[Items listed in a dataset]
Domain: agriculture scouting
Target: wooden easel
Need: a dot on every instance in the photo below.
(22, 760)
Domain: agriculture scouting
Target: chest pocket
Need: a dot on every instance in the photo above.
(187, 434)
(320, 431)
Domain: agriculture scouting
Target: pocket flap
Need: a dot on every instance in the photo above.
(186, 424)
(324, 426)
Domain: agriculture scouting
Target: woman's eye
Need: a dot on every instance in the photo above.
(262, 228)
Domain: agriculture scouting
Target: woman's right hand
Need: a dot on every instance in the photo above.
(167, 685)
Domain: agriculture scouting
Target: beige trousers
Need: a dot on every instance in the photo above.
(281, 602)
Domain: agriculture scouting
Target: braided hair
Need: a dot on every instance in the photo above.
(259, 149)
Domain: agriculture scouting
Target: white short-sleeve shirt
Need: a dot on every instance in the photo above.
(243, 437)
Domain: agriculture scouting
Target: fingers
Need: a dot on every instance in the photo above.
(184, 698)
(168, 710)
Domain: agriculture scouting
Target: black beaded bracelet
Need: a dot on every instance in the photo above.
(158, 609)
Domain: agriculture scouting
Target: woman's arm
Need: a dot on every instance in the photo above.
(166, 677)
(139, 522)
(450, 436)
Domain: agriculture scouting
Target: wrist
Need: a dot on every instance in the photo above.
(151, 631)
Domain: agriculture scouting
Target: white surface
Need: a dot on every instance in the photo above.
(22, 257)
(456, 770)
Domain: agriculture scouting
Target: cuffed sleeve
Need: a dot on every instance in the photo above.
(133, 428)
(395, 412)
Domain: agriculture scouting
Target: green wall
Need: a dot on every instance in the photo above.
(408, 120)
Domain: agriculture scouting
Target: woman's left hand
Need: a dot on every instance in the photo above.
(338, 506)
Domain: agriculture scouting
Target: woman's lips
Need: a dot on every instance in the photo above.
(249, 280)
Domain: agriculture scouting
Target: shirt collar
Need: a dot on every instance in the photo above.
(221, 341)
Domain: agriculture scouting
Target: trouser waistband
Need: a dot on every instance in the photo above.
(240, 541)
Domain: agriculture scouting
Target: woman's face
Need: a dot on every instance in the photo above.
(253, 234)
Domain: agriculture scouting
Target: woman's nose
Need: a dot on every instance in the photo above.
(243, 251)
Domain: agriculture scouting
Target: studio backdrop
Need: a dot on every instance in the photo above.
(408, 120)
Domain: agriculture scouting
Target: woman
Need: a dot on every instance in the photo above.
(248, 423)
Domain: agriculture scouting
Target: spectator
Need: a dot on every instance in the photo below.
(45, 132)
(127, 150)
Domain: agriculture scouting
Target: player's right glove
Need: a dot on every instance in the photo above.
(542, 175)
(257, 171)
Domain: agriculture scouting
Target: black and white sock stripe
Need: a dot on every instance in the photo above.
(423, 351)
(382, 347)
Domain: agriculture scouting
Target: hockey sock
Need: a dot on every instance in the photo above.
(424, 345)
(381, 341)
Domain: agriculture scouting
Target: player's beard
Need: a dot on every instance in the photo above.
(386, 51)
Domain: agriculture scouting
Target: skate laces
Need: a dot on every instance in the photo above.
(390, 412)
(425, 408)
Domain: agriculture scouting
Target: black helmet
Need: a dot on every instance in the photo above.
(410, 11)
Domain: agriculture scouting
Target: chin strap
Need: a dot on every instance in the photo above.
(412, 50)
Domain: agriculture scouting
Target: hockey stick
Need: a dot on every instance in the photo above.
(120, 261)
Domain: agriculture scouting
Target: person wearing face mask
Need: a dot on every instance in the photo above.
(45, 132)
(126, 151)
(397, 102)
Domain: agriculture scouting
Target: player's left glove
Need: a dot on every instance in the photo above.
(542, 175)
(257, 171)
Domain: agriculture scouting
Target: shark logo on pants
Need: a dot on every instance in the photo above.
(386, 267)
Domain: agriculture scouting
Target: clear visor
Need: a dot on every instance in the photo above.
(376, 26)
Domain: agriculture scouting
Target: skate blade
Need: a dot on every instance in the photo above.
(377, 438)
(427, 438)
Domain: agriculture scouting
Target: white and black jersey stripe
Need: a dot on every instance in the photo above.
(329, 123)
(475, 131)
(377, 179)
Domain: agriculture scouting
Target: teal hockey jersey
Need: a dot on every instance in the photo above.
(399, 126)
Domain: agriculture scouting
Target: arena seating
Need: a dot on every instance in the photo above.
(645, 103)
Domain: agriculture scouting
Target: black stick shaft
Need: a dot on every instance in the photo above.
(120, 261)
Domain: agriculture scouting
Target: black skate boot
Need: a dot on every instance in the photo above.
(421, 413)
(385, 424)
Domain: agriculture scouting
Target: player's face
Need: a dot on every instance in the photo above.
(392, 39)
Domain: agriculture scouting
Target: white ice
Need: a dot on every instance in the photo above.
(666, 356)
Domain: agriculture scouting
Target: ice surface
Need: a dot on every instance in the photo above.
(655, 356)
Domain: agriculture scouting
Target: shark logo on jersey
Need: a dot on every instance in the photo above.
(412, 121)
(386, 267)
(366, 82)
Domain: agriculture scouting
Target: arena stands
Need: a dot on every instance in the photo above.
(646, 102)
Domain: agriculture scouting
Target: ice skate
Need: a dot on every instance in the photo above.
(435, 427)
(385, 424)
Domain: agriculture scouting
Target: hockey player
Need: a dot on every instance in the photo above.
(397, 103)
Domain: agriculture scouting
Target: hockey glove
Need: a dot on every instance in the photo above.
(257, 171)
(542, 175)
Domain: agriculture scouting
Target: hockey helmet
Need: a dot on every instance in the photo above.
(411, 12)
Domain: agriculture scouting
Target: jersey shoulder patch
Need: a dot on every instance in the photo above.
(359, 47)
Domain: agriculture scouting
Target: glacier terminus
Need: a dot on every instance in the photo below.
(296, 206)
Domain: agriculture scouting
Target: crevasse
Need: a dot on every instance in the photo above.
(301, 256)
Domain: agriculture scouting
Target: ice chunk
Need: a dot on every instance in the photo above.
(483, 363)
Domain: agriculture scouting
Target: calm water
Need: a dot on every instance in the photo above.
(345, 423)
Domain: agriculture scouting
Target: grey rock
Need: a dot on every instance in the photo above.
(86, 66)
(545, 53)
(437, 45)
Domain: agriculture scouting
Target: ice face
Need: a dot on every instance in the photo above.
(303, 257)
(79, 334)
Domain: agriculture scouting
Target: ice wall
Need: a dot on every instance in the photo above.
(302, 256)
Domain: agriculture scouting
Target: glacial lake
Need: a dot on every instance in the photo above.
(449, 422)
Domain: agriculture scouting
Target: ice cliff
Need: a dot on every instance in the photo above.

# AIM OF THE EXERCISE:
Repeat only the stretch of lines that begins at the line containing "Target: crevasse" and ends at the last line above, both included.

# RESPONSE AREA:
Target: crevasse
Need: a dot on every instance in the photo above.
(301, 256)
Domain: agriculture scouting
Target: ice chunk
Need: a dot on every instance in the photo above.
(483, 363)
Domain: agriculture scouting
Target: calm water
Need: a dot on every instance in the photo above.
(345, 423)
Domain: agriculture scouting
Target: grey rock
Need: a dot on every instance in the photo above.
(86, 66)
(545, 53)
(437, 45)
Domain: agriculture scouting
Target: ice face
Need: a dot on every instance in the photo above.
(303, 257)
(79, 334)
Domain: agriculture scouting
Target: ice wall
Need: a dot on every instance in the photo above.
(302, 256)
Domain: agriculture scouting
Target: glacial lake
Need: a dot on every instance in the photo above.
(449, 422)
Domain: agriculture scouting
Target: ice cliff
Need: a dot on every instance in the photo above.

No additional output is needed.